- [DESCRIPTION OF THE TASK]: Please arrange every line of the records below as a Markdown table with two columns, Row and Line, numbering the rows and leaving out blank lines.

-------

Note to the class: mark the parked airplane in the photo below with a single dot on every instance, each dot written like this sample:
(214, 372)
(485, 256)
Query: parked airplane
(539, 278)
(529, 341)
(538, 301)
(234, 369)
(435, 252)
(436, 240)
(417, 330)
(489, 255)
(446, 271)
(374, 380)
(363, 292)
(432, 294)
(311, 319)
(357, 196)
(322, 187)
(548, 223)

-------

- [WRITTEN RESPONSE]:
| Row | Line |
|---|---|
| 1 | Note to the class: mark the parked airplane in the photo below with a single dot on every instance, each dot written like this sample: |
| 2 | (214, 372) |
| 3 | (485, 256) |
| 4 | Query: parked airplane |
| 5 | (539, 278) |
| 6 | (529, 341) |
| 7 | (538, 301) |
| 8 | (234, 369) |
| 9 | (435, 252) |
| 10 | (436, 240) |
| 11 | (417, 330) |
| 12 | (489, 255) |
| 13 | (446, 271) |
| 14 | (374, 380) |
| 15 | (363, 292) |
| 16 | (432, 294) |
| 17 | (311, 319) |
| 18 | (357, 196) |
| 19 | (322, 187) |
| 20 | (548, 223) |